§ **EXCERPTED PASSAGE**
____________

Morris Jastrow said: “We have seen that the city of Nippur occupied a special place among the older centres of the Euphrates Valley, marked not by any special political predominance—though this may once have been the case—but by a striking religious significance. Corresponding to this position of the city, we find the chief deity of the place, even in the oldest period, occupying a commanding place in the pantheon and retaining a theoretical leadership even after Enlil was forced to yield his prerogatives to Marduk. [Source: Morris Jastrow, Lectures more than ten years after publishing his book “Aspects of Religious Belief and Practice in Babylonia and Assyria” 1911]


Inscription from Ekur, an Enlil temple

“The name Enlil is composed of two Sumerian elements and signifies the “lord of the storm.” His character as a storm-god, thus revealed in his name, is further illustrated by traits ascribed to him. The storm constitutes his weapon. He is frequently described and addressed as the “Great Mountain.” His temple at Nippur is known as E-Kur, “Mountain House,” which term, because of the supreme importance of this Temple, became, as we have seen,the general name for a sanctuary. Since, moreover, his consort Ninlil is designated as Nin-Kharsag, “Lady of the Mountain,” there are substantial reasons for assuming that his original seat was on the top of some mountain, as is so generally the case with storm-deities like Jahweh, the god of the Hebrews, the Hittite god Teshup, Zeus, and others. There being no mountains in the Euphrates Valley, the further conclusion is warranted that Enlil was the god of a people whose home was in a mountainous region, and who brought their god with them when they came to the Euphrates Valley, just as the Hebrews carried the cult of Jahweh with them when they passed from Mt. Sinai into Palestine.

“Nippur is so essentially a Sumerian settlement that we must perforce associate the earliest cult of Enlil with the non-Semitic element in the population. Almost the only region from which the Sumerians could have come was the east or the north-east—the district which in a general way we may designate by the name Elam, though the Sumerians, like the Kassites in later days, might have originated in a region considerably to the north of Elam. While, as has been pointed out, it is not ordinarily possible to separate the Sumero-Akkadian civilisation into its component parts—Semitic and non-Semitic—and more particularly in reference to gods, beliefs, and rites is any detailed attempt to exactly differentiate between the additions made by one group or another destined to failure, yet in some instances it is possible to do so.

Nippur’s Role in Mesopotamia

Morris Jastrow said: “The prominent influence exerted by religion in the oldest period finds a specially striking illustration in the position acquired by the city of Nippur—certainly one of the oldest centres in the Euphrates Valley. So far as indications go, Nippur never assumed any great political importance, though it is possible that it did so at a period still beyond our ken. But although we do not learn of any jurisdiction exercised by her rulers over any considerable portion of the Euphrates Valley, we find potentates from various parts of Babylonia and subsequently also the Assyrian kings paying homage to the chief deity of the place, Enlil. To his temple, known as E-Kur, “mountain house,” they brought votive objects inscribed with their names. [Source: Morris Jastrow, Lectures more than ten years after publishing his book “Aspects of Religious Belief and Practice in Babylonia and Assyria” 1911]


foundation nail from Nippur

“Rulers of Kish, Uruk, Ur, Lagash, Agade are thus represented in the older period, and it would appear to have been almost an official obligation for those who claimed sovereignty over the Euphrates Valley to mark their control by some form of homage to Enlil, the name of whose temple became in the course of time a general term for “sanctuary.” The patron deities of other centres, such as Ningirsu of Lagash, Nergal of Cuthah, Sin of Ur, Shamash of Sippar, and Marduk of Babylon, were represented by shrines or temples within the sacred quarter of Nippur; and the rulers of these centres rarely failed to include in their titles some reference to their relationship to Enlil and to his consort Ninlil, or, as she was also called, Nin-Kharsag, “the lady of the mountain.”

____________

§ **AVAILABLE DATA**

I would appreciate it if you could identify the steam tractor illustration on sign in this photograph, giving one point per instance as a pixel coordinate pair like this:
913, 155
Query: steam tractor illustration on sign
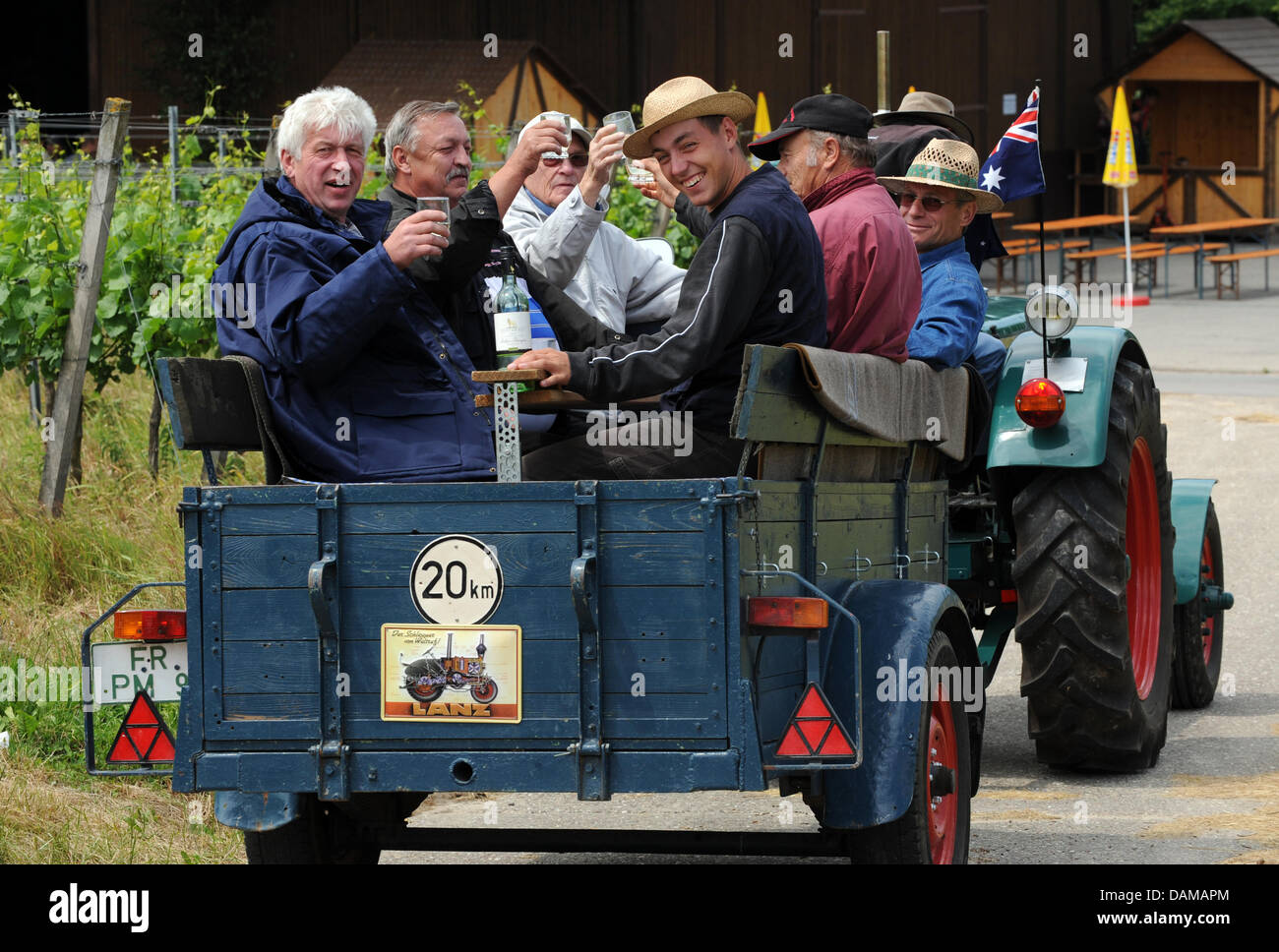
426, 678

____________

§ **SHORT EXERCISE 1**
In the passage on Enlil and Nippur, what does the name Enlil signify?
§ **SHORT EXERCISE 2**
Carry the passage on Enlil and Nippur forward from its last sentence.
The material that comes after the passage on Enlil and Nippur is separate from it.

§ **TASK RESULT 1**
It signifies "lord of the storm."

§ **TASK RESULT 2**
“The position thus occupied by Nippur was not unlike that of the sacred places of India like Benares, or like that of Rome as the spiritual centre of Christendom during the Middle Ages. Sumerians and Semites alike paid their obeisance to Enlil, who through all the political changes retained, as we shall see, the theoretical headship of the pantheon. When he is practically replaced by Marduk, the chief god of the city of Babylon, after Babylon had become the political centre of the entire district, he transfers his attributes to his successor. As the highest homage paid to Marduk, he is called the bel or “lord” par excellence in place of Enlil, while Marduk’s consort becomes Ninlil, like the consort of Enlil.

“The control of Nippur was thus the ambition of all rulers from the earliest to the latest periods; and the plausible suggestion has been recently made that the claim of divinity, so far as it existed in ancient Babylonia, was merely intended as an expression of such control—an indication that a ruler who had secured the approval of Enlil might regard himself as the legitimate vicegerent of the god on earth, and therefore as partaking of the divine character of Enlil himself.”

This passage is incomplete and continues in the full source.